- Work to complete
Isolate every line in the data with the string "this" and copy it.
----- Task inputs
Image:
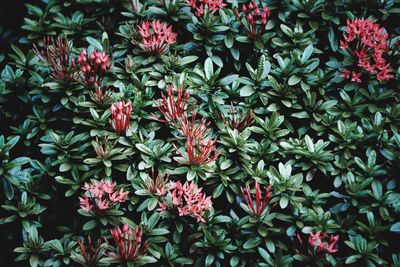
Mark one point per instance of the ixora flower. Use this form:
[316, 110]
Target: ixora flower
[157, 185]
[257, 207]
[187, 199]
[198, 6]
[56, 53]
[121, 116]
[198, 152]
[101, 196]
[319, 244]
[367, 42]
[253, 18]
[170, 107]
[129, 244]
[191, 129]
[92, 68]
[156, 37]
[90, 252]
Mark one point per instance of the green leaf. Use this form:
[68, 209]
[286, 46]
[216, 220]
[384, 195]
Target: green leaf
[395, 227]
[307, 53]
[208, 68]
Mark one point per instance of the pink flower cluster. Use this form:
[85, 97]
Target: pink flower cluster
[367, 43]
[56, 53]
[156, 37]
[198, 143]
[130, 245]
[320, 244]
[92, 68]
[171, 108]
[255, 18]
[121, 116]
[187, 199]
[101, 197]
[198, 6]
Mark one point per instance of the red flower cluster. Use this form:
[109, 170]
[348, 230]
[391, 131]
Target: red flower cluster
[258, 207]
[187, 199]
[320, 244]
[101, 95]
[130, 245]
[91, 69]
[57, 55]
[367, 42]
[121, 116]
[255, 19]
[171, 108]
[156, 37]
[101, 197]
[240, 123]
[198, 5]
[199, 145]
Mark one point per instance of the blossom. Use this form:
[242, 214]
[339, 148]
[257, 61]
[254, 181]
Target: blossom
----------
- Answer section
Mark one point per instance of the ixora flower. Use this form:
Mark one point per instance of the green leaf. Use this form:
Mark one point per instance of the pink flower cluster. Use this form:
Mark one point per instance of the red flower cluster. Use this form:
Mark one point per instance of the blossom. Use this form:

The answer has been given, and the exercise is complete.